Stored entries
----

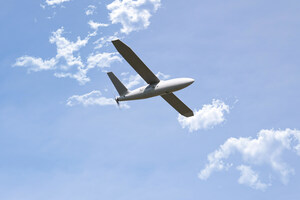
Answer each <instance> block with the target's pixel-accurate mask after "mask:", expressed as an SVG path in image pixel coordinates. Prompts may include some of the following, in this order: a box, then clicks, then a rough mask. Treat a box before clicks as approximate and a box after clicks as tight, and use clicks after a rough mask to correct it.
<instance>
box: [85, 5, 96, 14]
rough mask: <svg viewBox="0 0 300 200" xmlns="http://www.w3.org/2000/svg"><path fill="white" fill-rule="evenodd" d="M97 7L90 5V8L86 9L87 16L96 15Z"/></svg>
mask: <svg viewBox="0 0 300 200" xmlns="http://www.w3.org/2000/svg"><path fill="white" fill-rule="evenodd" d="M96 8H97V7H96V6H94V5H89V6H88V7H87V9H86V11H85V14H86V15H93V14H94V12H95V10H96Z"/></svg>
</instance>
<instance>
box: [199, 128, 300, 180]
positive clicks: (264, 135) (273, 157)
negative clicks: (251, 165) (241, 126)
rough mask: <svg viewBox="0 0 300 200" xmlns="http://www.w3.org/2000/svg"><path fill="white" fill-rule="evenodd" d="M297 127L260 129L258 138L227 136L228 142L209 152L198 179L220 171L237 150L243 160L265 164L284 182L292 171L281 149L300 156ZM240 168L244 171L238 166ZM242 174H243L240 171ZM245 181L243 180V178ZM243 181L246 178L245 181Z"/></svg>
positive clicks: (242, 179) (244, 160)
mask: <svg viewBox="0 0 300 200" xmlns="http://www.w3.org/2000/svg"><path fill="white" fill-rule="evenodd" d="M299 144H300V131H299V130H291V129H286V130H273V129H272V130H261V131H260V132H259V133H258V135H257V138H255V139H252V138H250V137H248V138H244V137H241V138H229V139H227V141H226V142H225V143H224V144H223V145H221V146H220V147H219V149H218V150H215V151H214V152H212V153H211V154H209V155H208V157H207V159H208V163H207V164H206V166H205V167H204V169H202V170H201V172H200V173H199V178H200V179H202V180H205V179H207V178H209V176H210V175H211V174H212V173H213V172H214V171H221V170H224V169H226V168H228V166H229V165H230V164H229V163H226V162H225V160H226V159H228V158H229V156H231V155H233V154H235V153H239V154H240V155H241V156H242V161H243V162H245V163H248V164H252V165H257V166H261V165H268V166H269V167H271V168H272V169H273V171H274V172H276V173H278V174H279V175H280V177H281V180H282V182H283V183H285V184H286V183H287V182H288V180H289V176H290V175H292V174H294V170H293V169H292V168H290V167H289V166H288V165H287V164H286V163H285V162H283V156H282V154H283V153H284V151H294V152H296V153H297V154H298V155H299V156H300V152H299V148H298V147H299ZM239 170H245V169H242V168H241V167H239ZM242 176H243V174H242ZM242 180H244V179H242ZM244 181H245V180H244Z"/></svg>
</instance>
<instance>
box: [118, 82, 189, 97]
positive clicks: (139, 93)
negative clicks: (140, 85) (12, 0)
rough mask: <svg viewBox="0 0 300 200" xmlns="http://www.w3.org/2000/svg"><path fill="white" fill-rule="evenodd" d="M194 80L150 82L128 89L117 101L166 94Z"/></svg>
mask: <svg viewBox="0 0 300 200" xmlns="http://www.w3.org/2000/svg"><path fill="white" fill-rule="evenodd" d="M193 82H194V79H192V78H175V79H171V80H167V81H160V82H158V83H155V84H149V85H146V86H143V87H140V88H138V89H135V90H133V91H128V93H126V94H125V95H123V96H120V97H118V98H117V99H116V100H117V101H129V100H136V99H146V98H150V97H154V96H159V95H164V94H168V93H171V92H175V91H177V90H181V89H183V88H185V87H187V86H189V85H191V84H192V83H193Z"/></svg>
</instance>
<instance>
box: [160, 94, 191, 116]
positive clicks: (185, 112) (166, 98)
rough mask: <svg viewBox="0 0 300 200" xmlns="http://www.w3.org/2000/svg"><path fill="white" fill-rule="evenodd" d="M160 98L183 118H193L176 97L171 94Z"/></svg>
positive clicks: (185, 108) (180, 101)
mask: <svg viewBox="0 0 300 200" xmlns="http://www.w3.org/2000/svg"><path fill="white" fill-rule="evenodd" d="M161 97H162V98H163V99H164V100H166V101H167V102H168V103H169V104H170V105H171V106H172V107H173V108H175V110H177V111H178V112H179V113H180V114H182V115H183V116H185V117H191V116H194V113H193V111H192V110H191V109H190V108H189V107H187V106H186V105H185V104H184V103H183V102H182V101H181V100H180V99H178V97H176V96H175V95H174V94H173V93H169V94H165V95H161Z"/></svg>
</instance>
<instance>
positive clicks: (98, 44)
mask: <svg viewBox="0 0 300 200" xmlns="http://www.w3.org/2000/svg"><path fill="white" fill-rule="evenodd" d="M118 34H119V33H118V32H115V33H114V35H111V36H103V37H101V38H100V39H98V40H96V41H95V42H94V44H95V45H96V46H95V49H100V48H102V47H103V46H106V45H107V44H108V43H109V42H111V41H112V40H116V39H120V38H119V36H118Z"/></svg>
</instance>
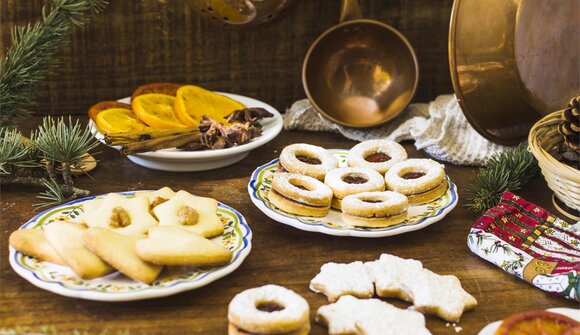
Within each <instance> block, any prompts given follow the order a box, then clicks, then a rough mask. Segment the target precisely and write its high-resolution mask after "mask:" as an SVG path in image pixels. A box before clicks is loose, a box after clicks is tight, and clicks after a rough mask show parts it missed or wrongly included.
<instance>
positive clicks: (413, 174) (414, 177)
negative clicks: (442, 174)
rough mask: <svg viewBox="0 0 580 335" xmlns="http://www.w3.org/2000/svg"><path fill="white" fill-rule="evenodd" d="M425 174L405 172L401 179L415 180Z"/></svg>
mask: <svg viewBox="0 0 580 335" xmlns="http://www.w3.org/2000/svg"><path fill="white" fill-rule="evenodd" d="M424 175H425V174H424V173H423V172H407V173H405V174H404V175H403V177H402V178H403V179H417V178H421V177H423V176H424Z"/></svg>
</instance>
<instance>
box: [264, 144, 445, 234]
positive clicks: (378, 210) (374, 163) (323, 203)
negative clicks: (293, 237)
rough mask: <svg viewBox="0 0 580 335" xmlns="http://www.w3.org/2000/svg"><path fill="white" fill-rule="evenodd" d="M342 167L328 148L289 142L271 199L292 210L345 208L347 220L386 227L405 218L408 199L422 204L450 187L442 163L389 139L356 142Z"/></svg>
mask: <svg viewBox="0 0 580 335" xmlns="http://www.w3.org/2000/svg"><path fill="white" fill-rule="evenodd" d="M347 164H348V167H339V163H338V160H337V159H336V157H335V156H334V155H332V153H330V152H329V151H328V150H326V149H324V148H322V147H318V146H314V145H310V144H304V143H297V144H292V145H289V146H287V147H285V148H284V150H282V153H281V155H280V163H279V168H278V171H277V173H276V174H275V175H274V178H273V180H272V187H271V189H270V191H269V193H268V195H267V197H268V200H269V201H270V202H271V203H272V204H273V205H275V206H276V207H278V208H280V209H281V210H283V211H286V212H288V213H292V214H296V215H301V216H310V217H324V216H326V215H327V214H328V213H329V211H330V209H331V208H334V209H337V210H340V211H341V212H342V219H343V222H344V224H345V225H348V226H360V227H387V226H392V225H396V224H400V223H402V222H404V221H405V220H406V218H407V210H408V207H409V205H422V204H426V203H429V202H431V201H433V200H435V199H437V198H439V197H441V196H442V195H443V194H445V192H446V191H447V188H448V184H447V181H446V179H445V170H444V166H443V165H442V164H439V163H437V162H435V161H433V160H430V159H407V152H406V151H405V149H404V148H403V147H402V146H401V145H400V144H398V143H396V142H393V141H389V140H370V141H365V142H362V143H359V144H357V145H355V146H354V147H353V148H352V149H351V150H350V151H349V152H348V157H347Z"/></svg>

----

■ What you are asked to do ■
Return only the lines between the one holding "box: [199, 128, 300, 180]" and the one holding "127L260 129L258 138L227", inclusive, exactly as they appear above.

■ Response ■
box: [199, 128, 300, 180]
positive clicks: (264, 135) (273, 157)
negative clicks: (251, 165) (241, 126)
rough mask: <svg viewBox="0 0 300 200" xmlns="http://www.w3.org/2000/svg"><path fill="white" fill-rule="evenodd" d="M297 127L260 129L258 138L227 136L228 142L209 152L198 179L220 171L237 150L243 160L265 164L284 182L292 171L281 149L300 156ZM240 168L244 171L238 166ZM242 174H243L240 171ZM245 181L243 180V178ZM243 181L246 178L245 181Z"/></svg>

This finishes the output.